TASK REQUIREMENTS » Gather each line in the entries that includes the string "gray".

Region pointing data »
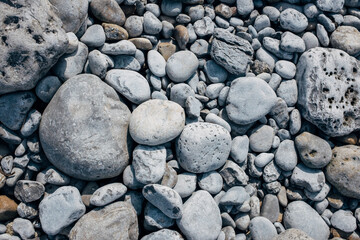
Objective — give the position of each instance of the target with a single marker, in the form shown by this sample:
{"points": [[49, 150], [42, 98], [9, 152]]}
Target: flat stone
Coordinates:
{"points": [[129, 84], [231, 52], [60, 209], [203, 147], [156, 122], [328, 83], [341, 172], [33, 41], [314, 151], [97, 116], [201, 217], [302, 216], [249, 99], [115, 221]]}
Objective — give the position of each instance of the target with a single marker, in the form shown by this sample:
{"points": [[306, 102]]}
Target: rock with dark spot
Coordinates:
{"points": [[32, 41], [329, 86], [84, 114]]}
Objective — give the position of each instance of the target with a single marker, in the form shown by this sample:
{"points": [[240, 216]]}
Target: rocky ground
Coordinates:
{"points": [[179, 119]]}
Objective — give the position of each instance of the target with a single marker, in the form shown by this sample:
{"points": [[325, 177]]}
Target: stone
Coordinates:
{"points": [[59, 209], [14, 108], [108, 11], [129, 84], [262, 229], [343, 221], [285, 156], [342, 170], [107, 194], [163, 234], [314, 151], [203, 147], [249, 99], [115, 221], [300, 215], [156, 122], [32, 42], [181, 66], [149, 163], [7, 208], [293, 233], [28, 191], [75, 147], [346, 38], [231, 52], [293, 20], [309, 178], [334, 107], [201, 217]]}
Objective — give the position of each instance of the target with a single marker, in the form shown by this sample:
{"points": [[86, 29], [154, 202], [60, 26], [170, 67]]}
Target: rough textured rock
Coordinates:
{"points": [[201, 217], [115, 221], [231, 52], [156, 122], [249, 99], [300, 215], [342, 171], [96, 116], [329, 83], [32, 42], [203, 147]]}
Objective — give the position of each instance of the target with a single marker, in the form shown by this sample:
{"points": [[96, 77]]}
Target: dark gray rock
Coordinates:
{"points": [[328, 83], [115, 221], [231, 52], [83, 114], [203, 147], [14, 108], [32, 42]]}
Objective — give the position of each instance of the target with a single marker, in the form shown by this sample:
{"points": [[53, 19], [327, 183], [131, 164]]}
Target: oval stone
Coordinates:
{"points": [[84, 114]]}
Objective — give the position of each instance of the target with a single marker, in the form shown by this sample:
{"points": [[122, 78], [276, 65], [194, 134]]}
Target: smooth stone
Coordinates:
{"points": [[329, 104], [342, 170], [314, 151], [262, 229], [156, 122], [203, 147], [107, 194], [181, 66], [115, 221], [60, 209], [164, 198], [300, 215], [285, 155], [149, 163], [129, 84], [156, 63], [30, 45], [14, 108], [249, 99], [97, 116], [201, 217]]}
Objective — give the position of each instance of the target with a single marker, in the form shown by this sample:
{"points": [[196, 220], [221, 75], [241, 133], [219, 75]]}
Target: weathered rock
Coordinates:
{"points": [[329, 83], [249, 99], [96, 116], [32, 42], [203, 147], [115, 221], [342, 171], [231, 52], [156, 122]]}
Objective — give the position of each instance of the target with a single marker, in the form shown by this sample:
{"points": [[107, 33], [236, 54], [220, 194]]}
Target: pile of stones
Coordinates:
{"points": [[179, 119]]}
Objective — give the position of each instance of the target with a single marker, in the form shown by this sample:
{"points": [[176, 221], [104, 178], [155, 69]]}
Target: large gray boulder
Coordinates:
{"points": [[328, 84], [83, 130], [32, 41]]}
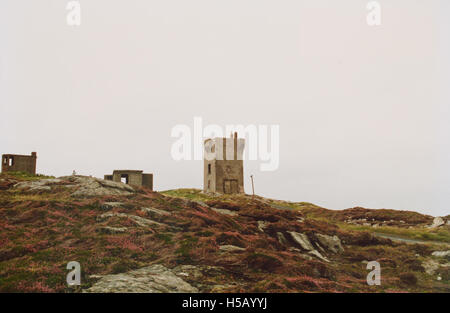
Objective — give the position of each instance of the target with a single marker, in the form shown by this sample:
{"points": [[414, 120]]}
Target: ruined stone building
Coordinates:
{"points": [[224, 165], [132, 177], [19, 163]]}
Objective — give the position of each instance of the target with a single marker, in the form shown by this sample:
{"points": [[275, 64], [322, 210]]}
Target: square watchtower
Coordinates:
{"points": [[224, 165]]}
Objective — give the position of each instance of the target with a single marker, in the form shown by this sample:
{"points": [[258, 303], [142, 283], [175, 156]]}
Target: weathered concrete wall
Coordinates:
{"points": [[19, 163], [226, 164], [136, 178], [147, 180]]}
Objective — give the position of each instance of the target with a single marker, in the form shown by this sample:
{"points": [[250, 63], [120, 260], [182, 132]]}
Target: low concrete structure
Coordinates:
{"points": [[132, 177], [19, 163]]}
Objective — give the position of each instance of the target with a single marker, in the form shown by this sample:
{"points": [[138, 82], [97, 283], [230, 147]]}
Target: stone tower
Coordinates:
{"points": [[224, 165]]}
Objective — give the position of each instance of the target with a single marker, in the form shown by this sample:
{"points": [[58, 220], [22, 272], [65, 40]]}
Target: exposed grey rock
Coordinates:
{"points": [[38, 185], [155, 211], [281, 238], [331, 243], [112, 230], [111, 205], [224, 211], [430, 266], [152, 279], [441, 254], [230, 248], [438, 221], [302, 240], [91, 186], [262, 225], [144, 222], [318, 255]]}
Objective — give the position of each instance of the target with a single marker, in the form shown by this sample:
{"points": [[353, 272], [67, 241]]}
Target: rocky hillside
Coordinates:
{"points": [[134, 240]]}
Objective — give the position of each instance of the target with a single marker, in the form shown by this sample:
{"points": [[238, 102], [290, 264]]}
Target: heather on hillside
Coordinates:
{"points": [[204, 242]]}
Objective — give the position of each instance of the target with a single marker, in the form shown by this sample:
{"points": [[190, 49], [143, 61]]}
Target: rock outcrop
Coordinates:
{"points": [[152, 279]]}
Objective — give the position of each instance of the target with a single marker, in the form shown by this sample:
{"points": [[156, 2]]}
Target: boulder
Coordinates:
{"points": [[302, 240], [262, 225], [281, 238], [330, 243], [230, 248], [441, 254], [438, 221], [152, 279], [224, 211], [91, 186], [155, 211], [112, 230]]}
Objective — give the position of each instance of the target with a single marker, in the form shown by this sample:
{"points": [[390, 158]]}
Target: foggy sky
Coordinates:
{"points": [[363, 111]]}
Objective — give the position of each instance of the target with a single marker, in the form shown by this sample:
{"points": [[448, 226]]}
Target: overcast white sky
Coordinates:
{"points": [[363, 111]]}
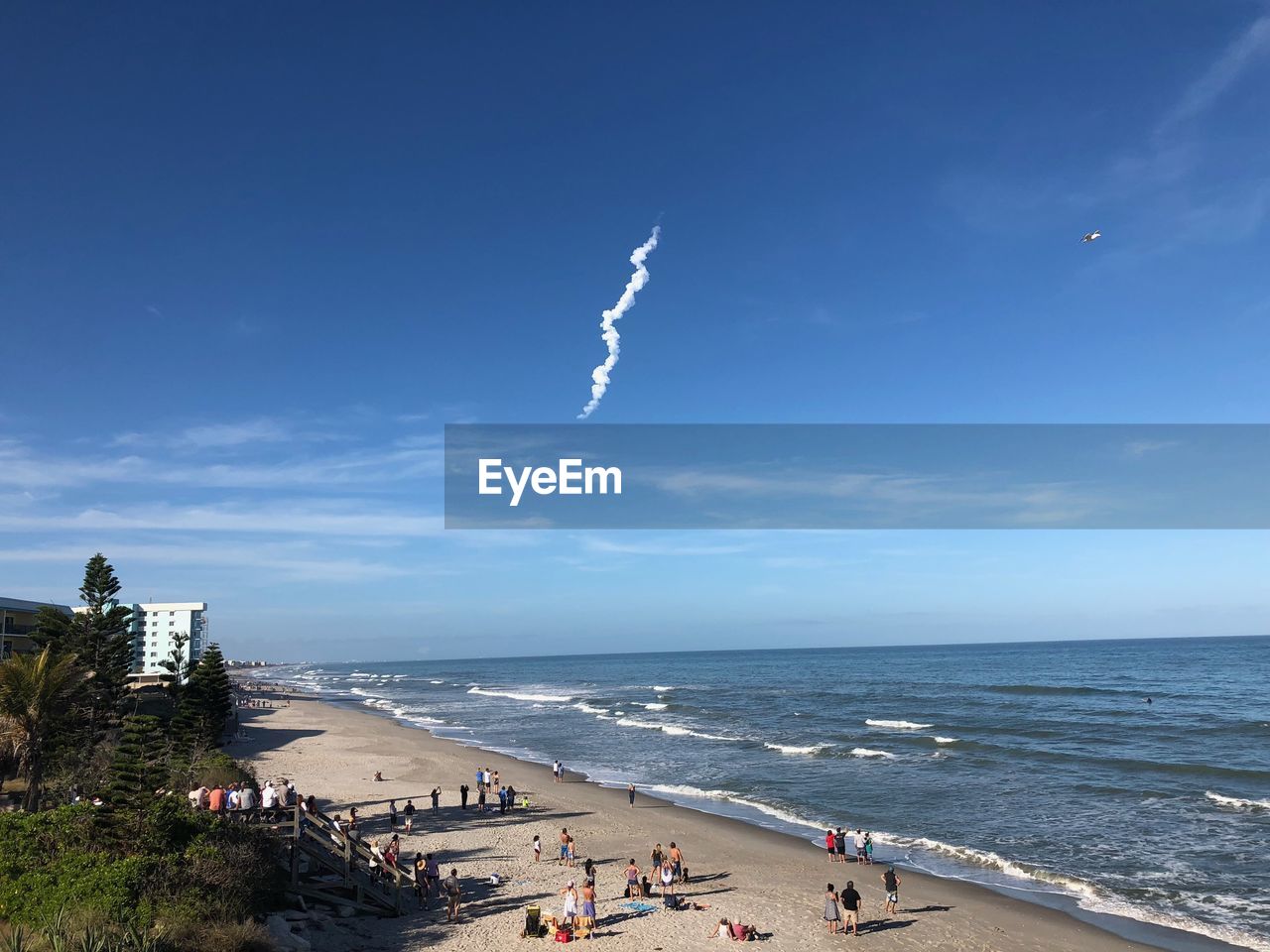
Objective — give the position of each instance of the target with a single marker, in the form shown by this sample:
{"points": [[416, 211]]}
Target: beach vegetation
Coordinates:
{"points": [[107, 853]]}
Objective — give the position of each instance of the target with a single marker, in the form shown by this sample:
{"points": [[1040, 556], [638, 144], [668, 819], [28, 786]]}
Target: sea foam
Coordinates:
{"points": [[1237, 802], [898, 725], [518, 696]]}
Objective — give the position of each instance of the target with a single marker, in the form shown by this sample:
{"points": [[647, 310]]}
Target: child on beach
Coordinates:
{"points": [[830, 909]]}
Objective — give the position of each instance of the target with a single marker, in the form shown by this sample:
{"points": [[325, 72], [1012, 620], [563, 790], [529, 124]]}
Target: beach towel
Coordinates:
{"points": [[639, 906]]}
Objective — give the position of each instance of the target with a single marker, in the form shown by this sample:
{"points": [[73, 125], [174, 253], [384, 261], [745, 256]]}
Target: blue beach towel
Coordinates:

* * *

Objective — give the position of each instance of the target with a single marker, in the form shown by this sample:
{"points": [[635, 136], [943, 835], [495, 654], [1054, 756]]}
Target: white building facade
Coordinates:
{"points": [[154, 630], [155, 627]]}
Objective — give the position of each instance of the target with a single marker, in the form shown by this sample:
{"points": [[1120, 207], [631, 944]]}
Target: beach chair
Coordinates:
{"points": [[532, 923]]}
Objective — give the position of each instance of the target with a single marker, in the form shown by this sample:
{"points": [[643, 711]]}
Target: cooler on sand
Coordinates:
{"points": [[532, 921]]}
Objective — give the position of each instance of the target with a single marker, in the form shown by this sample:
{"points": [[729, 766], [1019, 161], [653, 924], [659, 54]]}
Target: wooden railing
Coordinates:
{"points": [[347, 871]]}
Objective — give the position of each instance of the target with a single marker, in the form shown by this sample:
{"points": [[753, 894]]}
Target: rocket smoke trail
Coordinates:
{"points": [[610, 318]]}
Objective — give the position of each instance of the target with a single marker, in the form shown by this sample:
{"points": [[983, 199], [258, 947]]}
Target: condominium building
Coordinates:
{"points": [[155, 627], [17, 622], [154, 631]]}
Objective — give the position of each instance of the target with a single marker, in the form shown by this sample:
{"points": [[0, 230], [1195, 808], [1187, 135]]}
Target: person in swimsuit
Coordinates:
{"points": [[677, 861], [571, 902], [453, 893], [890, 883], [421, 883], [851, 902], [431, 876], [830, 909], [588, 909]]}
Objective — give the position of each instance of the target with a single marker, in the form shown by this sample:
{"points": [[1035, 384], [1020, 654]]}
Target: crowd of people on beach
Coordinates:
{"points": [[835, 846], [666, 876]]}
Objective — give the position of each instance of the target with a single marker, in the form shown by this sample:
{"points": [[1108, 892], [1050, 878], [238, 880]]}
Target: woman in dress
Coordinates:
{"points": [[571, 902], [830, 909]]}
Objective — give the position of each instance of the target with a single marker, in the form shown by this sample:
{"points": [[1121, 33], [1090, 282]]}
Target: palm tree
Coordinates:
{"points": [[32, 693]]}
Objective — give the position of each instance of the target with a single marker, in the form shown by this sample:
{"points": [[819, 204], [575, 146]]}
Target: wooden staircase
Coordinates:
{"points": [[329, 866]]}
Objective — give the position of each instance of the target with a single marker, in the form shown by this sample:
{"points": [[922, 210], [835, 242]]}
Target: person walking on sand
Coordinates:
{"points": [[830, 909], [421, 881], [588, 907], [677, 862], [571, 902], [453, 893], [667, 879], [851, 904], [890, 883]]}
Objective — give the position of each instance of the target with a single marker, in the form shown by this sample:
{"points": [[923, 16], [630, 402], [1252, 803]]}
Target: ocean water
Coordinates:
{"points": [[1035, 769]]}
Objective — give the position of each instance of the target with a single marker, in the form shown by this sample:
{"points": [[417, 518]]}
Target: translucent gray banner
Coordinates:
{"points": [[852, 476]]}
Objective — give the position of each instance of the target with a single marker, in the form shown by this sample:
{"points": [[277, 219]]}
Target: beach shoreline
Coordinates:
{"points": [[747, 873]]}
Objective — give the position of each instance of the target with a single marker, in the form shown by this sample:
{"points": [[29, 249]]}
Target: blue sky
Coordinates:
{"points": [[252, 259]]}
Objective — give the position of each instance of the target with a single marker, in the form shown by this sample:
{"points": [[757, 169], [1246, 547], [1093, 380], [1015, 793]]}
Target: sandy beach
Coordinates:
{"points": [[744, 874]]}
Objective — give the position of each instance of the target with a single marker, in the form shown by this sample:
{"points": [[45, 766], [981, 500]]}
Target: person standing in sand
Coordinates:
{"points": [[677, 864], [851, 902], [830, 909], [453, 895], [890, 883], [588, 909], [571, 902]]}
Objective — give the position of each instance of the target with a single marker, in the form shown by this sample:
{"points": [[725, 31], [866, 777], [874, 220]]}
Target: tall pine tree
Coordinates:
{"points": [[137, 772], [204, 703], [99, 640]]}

RESPONSE AREA »
Target: dark gray rock
Target: large gray boulder
Target: translucent gray banner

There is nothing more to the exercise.